■ REQUISITO A: En los registros, copia las líneas comprendidas entre la que contiene "Where can the building facade" y la que contiene "(190, 1187)", ambas incluidas, y sustituye "overcast sky" por "cloudy sky" sin modificar nada más.

■ TEXTO PARA LEER:
¿Cómo asegurar una pensión digna para la población que ha llegado al final de su vida laboral? Este parece ser uno de los problemas más serios que enfrentan las sociedades modernas, en las que, si bien hay mayor riqueza que antaño, se han debilitado instituciones solidarias de la sociedad preindustrial, como la familia o la comunidad aldeana. A esto, debemos añadir el cambio demográfico, que hace que la proporción de población jubilada resulte cada vez mayor. En 1972, la población mayor de 65 años en el Perú constituía el 4%, mientras que en el 2017 dicho porcentaje subió al 8,4%. Se vienen presentando, así, los elementos para la tormenta perfecta de las pensiones, con el agravante de que, en los últimos años, la riqueza ha dejado de crecer.

[Entradas de anotación de coordenadas]
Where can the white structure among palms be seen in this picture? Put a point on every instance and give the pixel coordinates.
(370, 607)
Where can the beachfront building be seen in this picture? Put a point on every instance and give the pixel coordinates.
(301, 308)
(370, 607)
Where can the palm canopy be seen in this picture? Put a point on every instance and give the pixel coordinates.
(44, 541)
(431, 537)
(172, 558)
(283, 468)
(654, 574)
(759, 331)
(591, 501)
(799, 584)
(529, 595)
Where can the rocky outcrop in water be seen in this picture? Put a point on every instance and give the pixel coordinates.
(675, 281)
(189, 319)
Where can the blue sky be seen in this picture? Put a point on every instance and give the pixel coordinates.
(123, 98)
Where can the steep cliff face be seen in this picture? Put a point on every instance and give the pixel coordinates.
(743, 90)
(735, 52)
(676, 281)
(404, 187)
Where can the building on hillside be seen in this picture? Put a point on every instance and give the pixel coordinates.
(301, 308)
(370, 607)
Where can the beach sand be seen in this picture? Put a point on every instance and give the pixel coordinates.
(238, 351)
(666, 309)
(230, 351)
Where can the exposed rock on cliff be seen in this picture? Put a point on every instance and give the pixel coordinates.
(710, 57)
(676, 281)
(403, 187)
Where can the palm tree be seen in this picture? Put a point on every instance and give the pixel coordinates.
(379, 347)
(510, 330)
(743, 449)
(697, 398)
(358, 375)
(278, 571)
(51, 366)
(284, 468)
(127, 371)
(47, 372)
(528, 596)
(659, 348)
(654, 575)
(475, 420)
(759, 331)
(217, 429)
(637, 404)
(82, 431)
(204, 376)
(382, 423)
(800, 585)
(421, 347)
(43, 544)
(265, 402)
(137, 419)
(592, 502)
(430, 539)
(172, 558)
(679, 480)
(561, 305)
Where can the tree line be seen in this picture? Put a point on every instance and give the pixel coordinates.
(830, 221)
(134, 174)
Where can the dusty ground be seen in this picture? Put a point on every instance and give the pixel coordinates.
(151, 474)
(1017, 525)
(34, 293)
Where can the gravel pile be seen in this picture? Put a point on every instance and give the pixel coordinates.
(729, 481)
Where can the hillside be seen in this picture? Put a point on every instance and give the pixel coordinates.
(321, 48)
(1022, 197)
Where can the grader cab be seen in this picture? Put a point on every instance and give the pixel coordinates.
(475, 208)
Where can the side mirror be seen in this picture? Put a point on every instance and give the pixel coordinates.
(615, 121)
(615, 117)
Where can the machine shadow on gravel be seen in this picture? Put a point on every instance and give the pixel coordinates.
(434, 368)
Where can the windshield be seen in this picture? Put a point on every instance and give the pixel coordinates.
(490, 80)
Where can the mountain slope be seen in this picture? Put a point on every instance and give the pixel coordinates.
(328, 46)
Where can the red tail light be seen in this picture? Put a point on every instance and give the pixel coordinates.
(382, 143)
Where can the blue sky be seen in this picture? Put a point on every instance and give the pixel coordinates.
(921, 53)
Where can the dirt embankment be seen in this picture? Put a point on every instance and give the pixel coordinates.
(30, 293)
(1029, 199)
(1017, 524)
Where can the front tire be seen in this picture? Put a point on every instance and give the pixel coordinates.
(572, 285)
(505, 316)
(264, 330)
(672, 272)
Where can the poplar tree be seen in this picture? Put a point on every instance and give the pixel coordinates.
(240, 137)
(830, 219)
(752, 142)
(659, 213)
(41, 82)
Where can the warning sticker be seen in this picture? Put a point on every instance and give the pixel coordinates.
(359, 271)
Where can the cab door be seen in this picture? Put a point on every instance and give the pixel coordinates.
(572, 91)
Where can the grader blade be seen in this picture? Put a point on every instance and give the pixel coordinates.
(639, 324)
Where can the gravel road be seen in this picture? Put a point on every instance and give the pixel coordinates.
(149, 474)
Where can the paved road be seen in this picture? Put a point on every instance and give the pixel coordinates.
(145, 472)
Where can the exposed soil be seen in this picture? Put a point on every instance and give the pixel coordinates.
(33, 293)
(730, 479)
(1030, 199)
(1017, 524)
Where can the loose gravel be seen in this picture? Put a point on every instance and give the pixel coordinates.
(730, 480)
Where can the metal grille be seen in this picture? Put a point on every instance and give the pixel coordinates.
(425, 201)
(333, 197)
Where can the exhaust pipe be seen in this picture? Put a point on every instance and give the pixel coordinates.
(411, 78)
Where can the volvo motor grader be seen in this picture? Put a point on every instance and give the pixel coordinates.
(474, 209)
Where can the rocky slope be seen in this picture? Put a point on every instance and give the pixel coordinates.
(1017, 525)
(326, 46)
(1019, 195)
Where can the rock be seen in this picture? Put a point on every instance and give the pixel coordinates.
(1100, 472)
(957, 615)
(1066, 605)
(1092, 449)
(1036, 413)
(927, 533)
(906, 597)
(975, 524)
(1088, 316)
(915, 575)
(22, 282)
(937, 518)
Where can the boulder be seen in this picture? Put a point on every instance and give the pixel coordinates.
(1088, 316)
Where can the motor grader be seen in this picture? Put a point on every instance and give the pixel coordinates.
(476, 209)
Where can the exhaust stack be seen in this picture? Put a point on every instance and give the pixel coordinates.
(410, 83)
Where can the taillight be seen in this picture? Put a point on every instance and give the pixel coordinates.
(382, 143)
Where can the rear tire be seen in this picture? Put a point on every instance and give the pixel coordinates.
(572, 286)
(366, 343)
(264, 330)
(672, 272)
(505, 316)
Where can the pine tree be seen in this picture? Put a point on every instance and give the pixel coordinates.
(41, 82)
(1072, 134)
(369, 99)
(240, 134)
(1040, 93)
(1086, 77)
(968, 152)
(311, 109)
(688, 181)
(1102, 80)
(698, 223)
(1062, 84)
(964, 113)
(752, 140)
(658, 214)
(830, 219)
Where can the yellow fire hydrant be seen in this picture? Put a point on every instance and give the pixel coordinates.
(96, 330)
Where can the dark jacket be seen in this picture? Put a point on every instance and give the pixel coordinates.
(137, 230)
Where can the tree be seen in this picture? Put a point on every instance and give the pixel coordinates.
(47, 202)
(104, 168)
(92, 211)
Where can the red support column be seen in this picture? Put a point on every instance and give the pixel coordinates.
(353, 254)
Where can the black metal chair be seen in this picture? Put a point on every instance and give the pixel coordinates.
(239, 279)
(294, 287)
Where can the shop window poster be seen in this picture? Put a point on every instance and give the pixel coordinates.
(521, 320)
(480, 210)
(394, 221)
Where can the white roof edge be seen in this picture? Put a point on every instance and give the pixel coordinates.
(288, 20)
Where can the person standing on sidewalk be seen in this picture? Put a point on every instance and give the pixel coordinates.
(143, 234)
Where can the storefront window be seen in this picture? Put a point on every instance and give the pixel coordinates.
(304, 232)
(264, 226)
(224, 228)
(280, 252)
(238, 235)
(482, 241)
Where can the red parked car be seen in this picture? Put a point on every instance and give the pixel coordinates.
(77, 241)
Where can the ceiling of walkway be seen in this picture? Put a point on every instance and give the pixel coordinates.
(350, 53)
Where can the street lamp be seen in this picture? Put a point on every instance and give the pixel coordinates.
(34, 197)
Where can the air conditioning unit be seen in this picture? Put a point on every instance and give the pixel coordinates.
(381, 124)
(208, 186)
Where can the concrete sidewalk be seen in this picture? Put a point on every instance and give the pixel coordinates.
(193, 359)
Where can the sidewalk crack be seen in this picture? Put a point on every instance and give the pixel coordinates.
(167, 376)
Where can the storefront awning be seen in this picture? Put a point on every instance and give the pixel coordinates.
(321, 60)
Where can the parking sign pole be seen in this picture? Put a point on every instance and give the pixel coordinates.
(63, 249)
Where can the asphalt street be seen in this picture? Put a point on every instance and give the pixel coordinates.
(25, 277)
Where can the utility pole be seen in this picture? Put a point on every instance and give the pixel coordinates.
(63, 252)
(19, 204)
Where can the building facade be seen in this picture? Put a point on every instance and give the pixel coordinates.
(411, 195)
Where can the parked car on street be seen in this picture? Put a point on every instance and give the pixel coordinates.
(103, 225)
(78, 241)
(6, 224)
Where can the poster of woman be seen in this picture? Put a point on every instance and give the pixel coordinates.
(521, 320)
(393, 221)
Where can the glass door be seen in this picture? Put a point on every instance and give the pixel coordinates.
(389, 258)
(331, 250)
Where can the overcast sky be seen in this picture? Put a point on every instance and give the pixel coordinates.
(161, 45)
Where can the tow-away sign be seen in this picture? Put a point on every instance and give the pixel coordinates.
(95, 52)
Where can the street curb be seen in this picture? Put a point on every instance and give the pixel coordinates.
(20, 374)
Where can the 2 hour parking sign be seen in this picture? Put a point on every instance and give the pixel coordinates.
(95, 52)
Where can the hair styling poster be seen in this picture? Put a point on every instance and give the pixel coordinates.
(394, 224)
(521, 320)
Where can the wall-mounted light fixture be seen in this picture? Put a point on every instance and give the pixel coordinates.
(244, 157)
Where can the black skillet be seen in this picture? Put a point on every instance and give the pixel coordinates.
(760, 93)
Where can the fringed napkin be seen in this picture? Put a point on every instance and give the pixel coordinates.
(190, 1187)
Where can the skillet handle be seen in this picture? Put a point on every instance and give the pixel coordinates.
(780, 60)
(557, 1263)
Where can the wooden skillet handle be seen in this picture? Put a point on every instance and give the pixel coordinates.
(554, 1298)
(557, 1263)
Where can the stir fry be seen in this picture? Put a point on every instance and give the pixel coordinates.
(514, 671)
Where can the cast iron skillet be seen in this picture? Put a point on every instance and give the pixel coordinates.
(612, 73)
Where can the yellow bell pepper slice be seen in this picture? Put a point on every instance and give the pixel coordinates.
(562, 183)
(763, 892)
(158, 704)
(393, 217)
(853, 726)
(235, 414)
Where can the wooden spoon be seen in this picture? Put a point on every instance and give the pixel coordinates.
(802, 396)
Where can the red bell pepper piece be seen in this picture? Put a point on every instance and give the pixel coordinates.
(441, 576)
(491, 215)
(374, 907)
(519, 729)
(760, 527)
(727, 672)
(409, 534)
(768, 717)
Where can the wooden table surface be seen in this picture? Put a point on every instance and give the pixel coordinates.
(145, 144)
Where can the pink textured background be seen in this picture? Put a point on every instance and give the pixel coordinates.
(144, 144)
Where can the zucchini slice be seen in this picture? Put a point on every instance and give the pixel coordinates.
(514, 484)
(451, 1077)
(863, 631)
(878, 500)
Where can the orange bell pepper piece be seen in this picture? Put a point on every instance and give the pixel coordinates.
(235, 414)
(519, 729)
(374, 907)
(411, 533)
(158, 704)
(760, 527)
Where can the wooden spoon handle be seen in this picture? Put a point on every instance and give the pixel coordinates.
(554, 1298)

■ REQUISITO B:
Responde estas preguntas sobre el texto de las pensiones:
(i) ¿Qué porcentaje de la población del Perú era mayor de 65 años en 1972?
(ii) ¿Qué instituciones solidarias de la sociedad preindustrial se han debilitado?
(iii) ¿Qué ha pasado con la riqueza en los últimos años?

■ RESULTADO FINAL A:
Where can the building facade be seen in this picture? Put a point on every instance and give the pixel coordinates.
(411, 195)
Where can the parked car on street be seen in this picture? Put a point on every instance and give the pixel coordinates.
(103, 225)
(78, 241)
(6, 224)
Where can the poster of woman be seen in this picture? Put a point on every instance and give the pixel coordinates.
(521, 320)
(393, 221)
Where can the glass door be seen in this picture? Put a point on every instance and give the pixel coordinates.
(389, 258)
(331, 250)
Where can the cloudy sky be seen in this picture? Put a point on every instance and give the pixel coordinates.
(161, 45)
Where can the tow-away sign be seen in this picture? Put a point on every instance and give the pixel coordinates.
(95, 52)
Where can the street curb be seen in this picture? Put a point on every instance and give the pixel coordinates.
(20, 374)
Where can the 2 hour parking sign be seen in this picture? Put a point on every instance and give the pixel coordinates.
(95, 52)
Where can the hair styling poster be seen in this picture? Put a point on every instance and give the pixel coordinates.
(394, 224)
(521, 320)
Where can the wall-mounted light fixture be seen in this picture? Put a point on every instance and give the pixel coordinates.
(244, 157)
Where can the black skillet be seen in this picture? Put a point on every instance and give the pixel coordinates.
(760, 93)
Where can the fringed napkin be seen in this picture? Put a point on every instance and give the pixel coordinates.
(190, 1187)

■ RESULTADO FINAL B:
(i) El 4%.
(ii) La familia o la comunidad aldeana.
(iii) Ha dejado de crecer.